> Your assignment: Your reply should consist of one number: how many lines below contain "building".

> Data to examine:
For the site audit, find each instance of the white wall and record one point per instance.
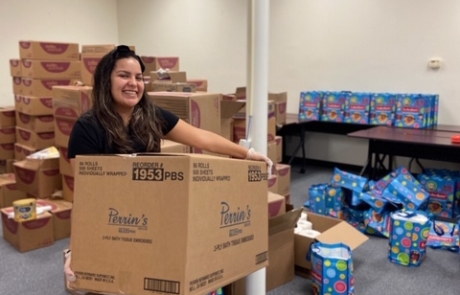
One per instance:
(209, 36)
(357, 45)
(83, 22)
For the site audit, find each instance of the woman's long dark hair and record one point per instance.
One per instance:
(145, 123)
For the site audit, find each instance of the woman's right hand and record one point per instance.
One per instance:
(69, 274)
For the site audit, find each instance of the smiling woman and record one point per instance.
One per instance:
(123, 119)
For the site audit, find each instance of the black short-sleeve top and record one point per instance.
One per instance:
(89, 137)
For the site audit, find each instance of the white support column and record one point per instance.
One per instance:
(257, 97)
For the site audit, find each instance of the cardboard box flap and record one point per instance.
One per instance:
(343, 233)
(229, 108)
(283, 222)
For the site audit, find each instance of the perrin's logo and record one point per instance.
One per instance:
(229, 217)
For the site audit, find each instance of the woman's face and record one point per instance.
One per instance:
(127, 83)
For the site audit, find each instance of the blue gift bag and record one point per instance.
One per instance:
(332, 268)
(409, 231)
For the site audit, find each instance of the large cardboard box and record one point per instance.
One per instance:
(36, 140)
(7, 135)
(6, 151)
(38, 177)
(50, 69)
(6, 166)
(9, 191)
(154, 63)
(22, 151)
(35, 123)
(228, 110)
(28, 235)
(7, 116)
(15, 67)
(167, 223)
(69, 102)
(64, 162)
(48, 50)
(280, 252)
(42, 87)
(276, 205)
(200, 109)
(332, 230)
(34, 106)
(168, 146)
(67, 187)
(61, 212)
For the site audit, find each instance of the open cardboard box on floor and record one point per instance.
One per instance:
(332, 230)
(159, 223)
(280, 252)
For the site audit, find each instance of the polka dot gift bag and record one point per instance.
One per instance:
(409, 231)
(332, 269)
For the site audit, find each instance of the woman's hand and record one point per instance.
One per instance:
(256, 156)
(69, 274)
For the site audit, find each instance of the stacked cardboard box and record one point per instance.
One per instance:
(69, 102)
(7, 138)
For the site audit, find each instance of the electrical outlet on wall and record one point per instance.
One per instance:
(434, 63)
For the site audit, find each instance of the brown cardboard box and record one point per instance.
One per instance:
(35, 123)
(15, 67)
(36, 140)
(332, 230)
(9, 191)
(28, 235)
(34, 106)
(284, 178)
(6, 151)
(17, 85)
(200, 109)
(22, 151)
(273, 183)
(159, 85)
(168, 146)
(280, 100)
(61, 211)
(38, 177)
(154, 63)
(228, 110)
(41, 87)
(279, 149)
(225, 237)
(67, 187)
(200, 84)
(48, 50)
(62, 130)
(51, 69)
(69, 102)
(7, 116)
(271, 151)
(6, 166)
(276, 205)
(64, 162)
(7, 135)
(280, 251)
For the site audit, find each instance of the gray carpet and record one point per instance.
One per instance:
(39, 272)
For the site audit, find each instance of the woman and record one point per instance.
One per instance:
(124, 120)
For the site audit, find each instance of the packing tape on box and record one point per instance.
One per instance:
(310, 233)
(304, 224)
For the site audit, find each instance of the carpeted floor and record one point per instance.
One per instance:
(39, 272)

...

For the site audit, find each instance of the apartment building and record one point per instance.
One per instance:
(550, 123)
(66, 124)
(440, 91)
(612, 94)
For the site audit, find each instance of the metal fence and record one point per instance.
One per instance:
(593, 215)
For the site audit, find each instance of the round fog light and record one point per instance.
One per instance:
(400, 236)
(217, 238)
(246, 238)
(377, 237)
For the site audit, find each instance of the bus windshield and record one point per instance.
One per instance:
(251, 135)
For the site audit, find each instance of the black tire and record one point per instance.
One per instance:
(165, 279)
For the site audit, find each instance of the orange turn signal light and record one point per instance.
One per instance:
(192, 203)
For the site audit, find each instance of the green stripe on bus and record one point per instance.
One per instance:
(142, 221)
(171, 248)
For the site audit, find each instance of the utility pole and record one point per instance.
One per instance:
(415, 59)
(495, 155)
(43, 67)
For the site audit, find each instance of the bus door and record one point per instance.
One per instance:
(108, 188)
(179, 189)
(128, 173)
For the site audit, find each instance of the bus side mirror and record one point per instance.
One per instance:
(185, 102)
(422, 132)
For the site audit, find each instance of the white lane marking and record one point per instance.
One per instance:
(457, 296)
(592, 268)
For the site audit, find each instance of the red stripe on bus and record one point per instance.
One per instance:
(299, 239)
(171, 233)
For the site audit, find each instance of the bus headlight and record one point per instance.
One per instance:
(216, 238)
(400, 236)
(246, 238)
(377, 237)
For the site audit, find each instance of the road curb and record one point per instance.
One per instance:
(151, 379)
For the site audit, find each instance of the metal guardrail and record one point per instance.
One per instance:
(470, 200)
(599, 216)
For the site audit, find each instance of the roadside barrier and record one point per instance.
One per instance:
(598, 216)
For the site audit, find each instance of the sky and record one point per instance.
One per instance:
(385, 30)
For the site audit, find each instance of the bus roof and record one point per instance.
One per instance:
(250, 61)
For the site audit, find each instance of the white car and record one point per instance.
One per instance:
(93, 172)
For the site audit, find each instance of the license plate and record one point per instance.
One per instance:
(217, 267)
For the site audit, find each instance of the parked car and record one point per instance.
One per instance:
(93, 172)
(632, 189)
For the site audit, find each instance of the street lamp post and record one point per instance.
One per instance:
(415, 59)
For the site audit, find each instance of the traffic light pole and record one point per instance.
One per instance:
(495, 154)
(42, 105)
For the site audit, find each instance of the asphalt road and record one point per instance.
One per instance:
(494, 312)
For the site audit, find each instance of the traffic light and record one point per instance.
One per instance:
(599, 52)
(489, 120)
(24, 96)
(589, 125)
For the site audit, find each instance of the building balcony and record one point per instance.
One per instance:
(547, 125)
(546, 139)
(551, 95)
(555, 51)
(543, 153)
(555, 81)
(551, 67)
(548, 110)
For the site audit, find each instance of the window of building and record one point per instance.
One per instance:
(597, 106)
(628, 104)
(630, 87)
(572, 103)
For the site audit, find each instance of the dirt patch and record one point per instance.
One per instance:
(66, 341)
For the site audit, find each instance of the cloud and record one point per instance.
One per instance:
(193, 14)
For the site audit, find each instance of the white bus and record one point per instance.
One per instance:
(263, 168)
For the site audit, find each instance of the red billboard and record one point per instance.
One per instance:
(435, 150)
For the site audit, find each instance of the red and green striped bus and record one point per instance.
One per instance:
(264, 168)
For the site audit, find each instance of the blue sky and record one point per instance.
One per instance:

> Result for this task: 3